### GIVEN TEXT
==*==

Over the next few days our campus will be filled with visitors checking out Wesleyan as a place to spend their undergraduate years. WesFest combines parties and seminars, musical performances and athletic events, music and fashion shows to celebrate Wesleyan and (finally) the arrival of spring.

I met with a group of pre-frosh and their families this morning in Beckham Hall. They want to know if Wesleyan is the place where they will truly thrive; they want to know if Wesleyan will inspire them to expand their horizons while providing them with a community in which they will develop close friendships that go beyond the circles of relationships they began forming in high school. Students want to sense if faculty truly care about mentorship (they do), and if their fellow students are truly welcoming and supportive (they are). Parents want to understand that the liberal arts education being offered their students will help them know themselves better, navigate in the world more effectively, and remain a resource for life-long learning. I tell them that the liberal arts curriculum at Wesleyan does all these things because I’ve seen it happen time and time again. I’ve also experienced it in my own life. Ours is a challenging community, one that expects much from students, faculty and staff. But it is also a community that pulls together when faced with difficulties, and that celebrates (with gusto) achievement in athletics, scholarship, artistic endeavors and scientific research.

Wesleyan is a joyful place to learn. Now that it is April, I am reminded of this each day when I look from my office in South College over to Foss Hill. If you are here on campus, Welcome to WesFest!! If you are reading this far away from Middletown, just remember the happy music that drifts across Andrus Field as students ask their teachers if they can have class outside, and as we welcome spring to New England.

==*==

### MATERIAL
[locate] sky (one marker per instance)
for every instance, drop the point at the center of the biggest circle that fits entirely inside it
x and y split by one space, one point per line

==*==

Answer these questions using the WesFest text.
1. What does WesFest celebrate besides Wesleyan?
2. In which hall did the writer meet pre-frosh and their families?
3. From an office in which building does the writer look over to Foss Hill?

### SOLUTION FOR THIS EXERCISE
1. The arrival of spring.
2. Beckham Hall.
3. South College.